The task calls for an exact copy of the records, without any images.

--------------------------------------------------

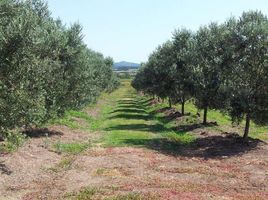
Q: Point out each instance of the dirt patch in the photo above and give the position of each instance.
(124, 170)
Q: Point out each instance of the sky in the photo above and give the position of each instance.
(129, 30)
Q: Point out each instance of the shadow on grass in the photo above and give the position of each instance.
(137, 127)
(131, 116)
(4, 169)
(128, 110)
(191, 127)
(38, 133)
(213, 147)
(127, 106)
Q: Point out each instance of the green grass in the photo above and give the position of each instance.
(84, 194)
(70, 148)
(13, 140)
(69, 119)
(125, 119)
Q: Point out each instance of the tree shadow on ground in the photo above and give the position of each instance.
(212, 147)
(41, 132)
(137, 127)
(4, 169)
(191, 127)
(131, 117)
(128, 110)
(130, 106)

--------------------------------------------------

▸ EXERCISE ANSWER
Q: Point out each instance of the dirt patch in the photo above and give the position of each instance.
(124, 170)
Q: Point out each instance of the sky in the photo above and give the position of each instance.
(129, 30)
Q: Point out each instance of the shadow on grass in the photo above and give the position of each instance.
(137, 127)
(131, 116)
(4, 169)
(128, 110)
(191, 127)
(38, 133)
(213, 147)
(127, 106)
Q: Point out each instance of the green grass in the photo above and give the position of each instance.
(84, 194)
(70, 148)
(13, 140)
(69, 119)
(125, 119)
Q: Point out each instance of the tree shadow on ground in the photo above and give the position of each instance.
(212, 147)
(41, 132)
(137, 127)
(4, 169)
(191, 127)
(131, 117)
(128, 110)
(130, 106)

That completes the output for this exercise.